- Aufgabenstellung: Aktualisiere im Quellauszug den Abschnitt, der mit den Worten „Ben: Kunst ist“ beginnt und mit „sind nicht versteckt.“ endet, und gib ihn vollständig wieder. Ersetze darin „Kunst“ durch „Musik“.

- Quellauszug:
-.-.-
Ben: Auf der ersten Platte ist es ein ungehaltener, schizophrener Gegenpart – ähnlich dem Moment, als Edward Norton im Film »Fight Club« den Brad Pitt in sich entdeckt. Die zweite Platte hat diesen Moment, an welchem man merkt, dass sich die äußere wie innere Architektur der Stadt stark verändert. Döblins Buch hat eine extrem überbordende Romantik und eine Fantasiewelt, die unglaublich wirkt. Was Berlin betrifft, sind wir an einem gar nicht so unähnlichen Punkt. Döblins Buch erschien 1929, kurz vor der Wirtschaftskrise – eine Zeit in der alles prekär wird und sich die Stimmung in Deutschland verändert. Die Atmosphäre ändert sich auch jetzt.

Inwiefern?

Ben: Das muss man gar nicht nur auf Deutschland, sondern auch auf größere, komplexere Systeme beziehen. Diese werden neoliberaler, rechter und vor allem viel kleiner lesbar, worum es geht – eben um Profite, Herrschaft und Machtformen. Im Elend von Döblins Berlin gibt es Suppenküchen und schimmelige Leute, aber eben auch den Spaß und Exzess. Sieht man genau hin, erkennt man heute ähnliche Szenarien: die Zelte, die Schlafsäcke und den dicken AMG daneben. Eine merkwürdige Kohärenz, die da stattfindet.

Wird der von euch besungene und zelebrierte Lebensstil somit politisch?

Ben: Kunst ist immer politisch, egal was sie macht.

Wie viel Fiktion findet man in euren Texten?

Ben: Gar nicht so viel. Ich glaube, man hört, wenn Fiktionsbilder auftauchen. Man kann sie ausmachen und sie sind nicht versteckt.
-.-.-
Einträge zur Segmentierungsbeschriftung
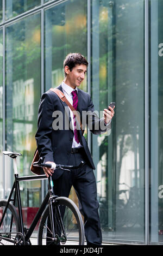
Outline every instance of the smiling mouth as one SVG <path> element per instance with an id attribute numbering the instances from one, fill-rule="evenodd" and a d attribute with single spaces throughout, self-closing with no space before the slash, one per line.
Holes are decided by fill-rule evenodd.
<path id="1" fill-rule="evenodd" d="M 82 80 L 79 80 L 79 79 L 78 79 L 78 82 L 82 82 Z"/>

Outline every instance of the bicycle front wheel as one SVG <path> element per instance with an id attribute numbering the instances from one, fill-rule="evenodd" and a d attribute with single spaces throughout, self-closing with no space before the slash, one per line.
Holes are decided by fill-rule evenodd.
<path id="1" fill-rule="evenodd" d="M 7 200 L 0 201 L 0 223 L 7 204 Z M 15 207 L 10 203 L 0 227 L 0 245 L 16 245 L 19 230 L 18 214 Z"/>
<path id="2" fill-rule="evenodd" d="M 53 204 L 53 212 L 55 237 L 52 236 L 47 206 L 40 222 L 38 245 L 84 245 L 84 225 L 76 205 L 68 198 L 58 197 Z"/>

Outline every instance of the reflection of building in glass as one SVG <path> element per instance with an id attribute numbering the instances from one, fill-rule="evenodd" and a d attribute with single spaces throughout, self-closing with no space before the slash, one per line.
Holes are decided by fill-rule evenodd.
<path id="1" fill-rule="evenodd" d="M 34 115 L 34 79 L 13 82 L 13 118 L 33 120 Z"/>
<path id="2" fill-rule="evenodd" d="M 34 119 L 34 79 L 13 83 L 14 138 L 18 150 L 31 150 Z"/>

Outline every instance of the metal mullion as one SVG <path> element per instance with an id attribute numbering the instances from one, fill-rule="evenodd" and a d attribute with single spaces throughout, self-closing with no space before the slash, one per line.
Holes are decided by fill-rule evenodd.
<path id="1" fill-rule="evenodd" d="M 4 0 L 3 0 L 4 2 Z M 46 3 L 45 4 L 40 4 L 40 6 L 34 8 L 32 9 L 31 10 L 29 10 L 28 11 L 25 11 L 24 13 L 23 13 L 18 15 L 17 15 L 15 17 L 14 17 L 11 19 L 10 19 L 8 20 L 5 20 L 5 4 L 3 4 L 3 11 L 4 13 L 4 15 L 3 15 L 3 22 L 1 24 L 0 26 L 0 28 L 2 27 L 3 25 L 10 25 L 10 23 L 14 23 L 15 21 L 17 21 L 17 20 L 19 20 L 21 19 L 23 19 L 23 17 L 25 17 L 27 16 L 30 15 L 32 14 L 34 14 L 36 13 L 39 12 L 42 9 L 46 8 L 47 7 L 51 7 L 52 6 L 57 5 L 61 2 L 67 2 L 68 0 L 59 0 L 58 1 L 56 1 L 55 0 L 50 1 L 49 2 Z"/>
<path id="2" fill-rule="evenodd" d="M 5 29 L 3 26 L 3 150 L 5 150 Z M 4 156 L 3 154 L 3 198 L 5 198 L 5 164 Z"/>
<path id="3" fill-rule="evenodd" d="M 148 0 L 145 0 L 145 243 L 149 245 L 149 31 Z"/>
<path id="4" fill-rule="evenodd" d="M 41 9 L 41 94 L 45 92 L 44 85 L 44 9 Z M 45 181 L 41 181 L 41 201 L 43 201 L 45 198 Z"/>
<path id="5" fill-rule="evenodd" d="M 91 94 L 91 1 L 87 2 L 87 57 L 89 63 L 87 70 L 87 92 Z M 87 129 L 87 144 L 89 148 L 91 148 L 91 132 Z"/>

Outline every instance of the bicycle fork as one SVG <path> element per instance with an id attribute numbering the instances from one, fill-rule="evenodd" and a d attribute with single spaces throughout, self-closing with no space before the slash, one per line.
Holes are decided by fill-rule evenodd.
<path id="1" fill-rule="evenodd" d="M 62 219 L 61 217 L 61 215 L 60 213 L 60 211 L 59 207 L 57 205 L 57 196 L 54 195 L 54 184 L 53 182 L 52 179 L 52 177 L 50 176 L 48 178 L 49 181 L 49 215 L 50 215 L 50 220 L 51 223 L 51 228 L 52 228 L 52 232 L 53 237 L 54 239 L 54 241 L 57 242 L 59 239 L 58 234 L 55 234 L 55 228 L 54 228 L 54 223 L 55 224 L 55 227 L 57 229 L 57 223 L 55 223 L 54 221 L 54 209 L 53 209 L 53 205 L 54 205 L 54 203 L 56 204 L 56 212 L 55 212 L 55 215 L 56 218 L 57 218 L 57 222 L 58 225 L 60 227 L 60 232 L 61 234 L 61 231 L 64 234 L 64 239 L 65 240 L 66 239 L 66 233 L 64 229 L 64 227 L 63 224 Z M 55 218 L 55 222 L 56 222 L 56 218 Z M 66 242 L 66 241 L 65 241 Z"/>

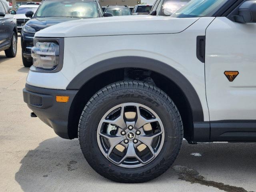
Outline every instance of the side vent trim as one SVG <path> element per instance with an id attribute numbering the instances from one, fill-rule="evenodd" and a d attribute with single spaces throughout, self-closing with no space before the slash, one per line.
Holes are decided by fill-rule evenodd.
-.-.-
- Musterlösung:
Ben: Musik ist immer politisch, egal was sie macht.

Wie viel Fiktion findet man in euren Texten?

Ben: Gar nicht so viel. Ich glaube, man hört, wenn Fiktionsbilder auftauchen. Man kann sie ausmachen und sie sind nicht versteckt.